» REQUIRED TASK: Copy out every one of the records below word for word, including each coordinate pair. Leave the pictures out of your copy.

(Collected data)
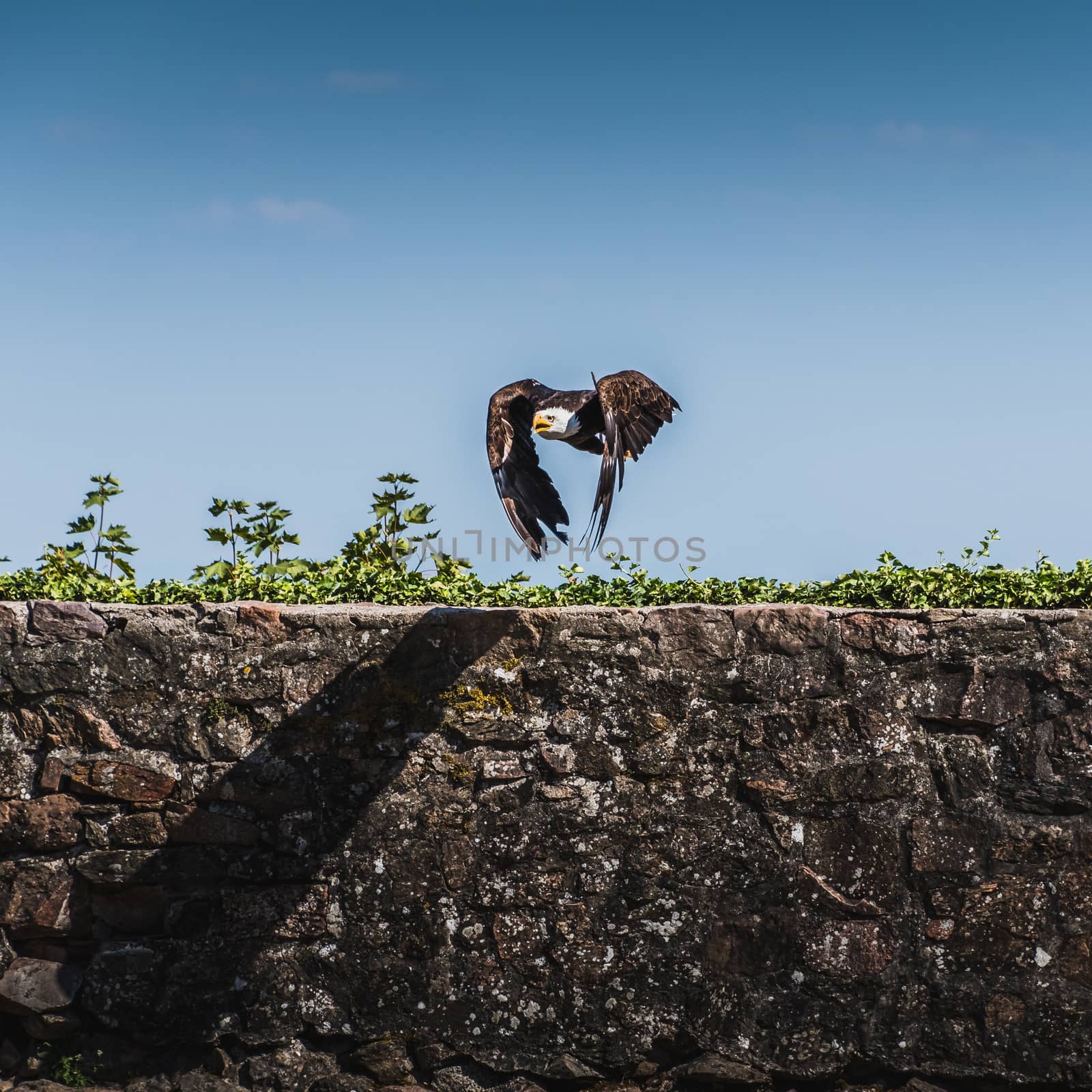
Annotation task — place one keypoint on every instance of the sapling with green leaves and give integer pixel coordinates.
(232, 535)
(113, 543)
(386, 544)
(265, 533)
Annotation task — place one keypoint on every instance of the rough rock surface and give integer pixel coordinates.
(340, 849)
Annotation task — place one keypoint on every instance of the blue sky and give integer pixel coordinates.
(274, 250)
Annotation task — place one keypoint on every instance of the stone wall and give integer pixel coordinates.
(339, 848)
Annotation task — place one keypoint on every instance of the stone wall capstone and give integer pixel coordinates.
(349, 848)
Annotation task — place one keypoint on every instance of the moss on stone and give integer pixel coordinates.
(473, 699)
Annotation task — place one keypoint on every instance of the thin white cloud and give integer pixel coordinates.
(369, 83)
(915, 134)
(302, 211)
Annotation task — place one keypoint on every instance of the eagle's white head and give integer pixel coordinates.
(553, 423)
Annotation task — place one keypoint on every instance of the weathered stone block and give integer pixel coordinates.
(66, 622)
(36, 986)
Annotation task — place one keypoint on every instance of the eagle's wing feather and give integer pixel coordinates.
(633, 411)
(526, 489)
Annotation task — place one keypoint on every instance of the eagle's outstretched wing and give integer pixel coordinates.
(633, 410)
(526, 489)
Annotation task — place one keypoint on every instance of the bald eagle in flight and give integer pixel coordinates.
(617, 420)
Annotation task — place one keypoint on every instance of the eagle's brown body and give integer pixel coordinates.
(617, 420)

» RESULT FOR THIS EXERCISE:
Annotation task — place one keypoint on every instance of the sapling with green leaves and give integer pixel coordinates.
(232, 535)
(113, 543)
(386, 544)
(265, 533)
Annotation task — place one keypoint on every instance of the rough rock surface and give integer pixel coordinates.
(340, 849)
Annotation task — place one keypoint on every instance of the blue sky and give integer pixel coordinates.
(274, 250)
Annotation task — place one keypoint on every instance of the stone wall and give integer pixel coordinates.
(339, 848)
Annotation task — place one keypoint on every instance of the stone wall capstone and give integer pixel coordinates.
(349, 848)
Annotation task — place one keypoint on every instance of the moss on stone and give integer pixel coordinates.
(473, 699)
Annotation task — place one keypoint on every instance of the thin white cloud and give integer pixel coordinates.
(369, 83)
(915, 134)
(302, 211)
Annotation task — place one keypoint on every instance of the eagle's white head and give integer pixel coordinates.
(553, 423)
Annotation task — place one keypoint on every instance of the weathered stone block and give integer pixel coordinates.
(66, 622)
(36, 986)
Annotation task — place one keypoint on every instance of the eagle's wing feather and give integer pixel coordinates.
(633, 411)
(526, 489)
Annotation task — place one keypoint on every instance of the eagle's outstretched wing and give integer pixel coordinates.
(633, 410)
(526, 489)
Annotation task — place one keypoint on every instance of the bald eagle in flight and give integer pixel coordinates.
(617, 420)
Annotation task — place one keypoint on every instance of the eagle's brown body and give integer pixel coordinates.
(617, 420)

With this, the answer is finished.